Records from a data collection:
◇ ◇ ◇ ◇ ◇
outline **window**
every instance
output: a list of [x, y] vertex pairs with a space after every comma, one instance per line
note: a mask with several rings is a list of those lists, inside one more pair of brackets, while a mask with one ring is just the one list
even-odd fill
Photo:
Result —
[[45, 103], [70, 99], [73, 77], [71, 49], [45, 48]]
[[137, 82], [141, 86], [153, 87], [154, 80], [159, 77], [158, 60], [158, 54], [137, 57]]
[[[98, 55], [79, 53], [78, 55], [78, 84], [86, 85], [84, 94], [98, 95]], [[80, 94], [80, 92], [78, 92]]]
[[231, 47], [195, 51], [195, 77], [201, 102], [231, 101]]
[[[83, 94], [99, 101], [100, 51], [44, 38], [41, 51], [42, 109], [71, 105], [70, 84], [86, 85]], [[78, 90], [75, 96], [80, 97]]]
◇ ◇ ◇ ◇ ◇
WRITTEN TASK:
Render each line of the listing above as a JSON list of strings, one string per line, leaving out blank lines.

EXERCISE RESULT:
[
  "outline **window**",
  "every instance",
  "output: a list of [x, y] vertex pairs with a space after every comma, one instance per line",
  "note: a mask with several rings is a list of those lists, inside one more pair of brackets, while a mask with one ring is just the one list",
  "even-odd fill",
  "Photo:",
  "Result —",
  "[[45, 103], [70, 99], [73, 77], [71, 49], [45, 48]]",
  "[[137, 82], [141, 86], [153, 87], [154, 80], [159, 77], [158, 60], [158, 54], [137, 57]]",
  "[[[98, 55], [79, 53], [78, 55], [78, 84], [86, 85], [84, 94], [98, 95]], [[80, 94], [80, 92], [78, 92]]]",
  "[[231, 47], [195, 51], [195, 77], [201, 102], [231, 101]]",
  "[[[83, 94], [99, 101], [100, 51], [44, 38], [41, 51], [42, 109], [71, 105], [70, 84], [86, 85]], [[78, 90], [75, 96], [80, 97]]]"
]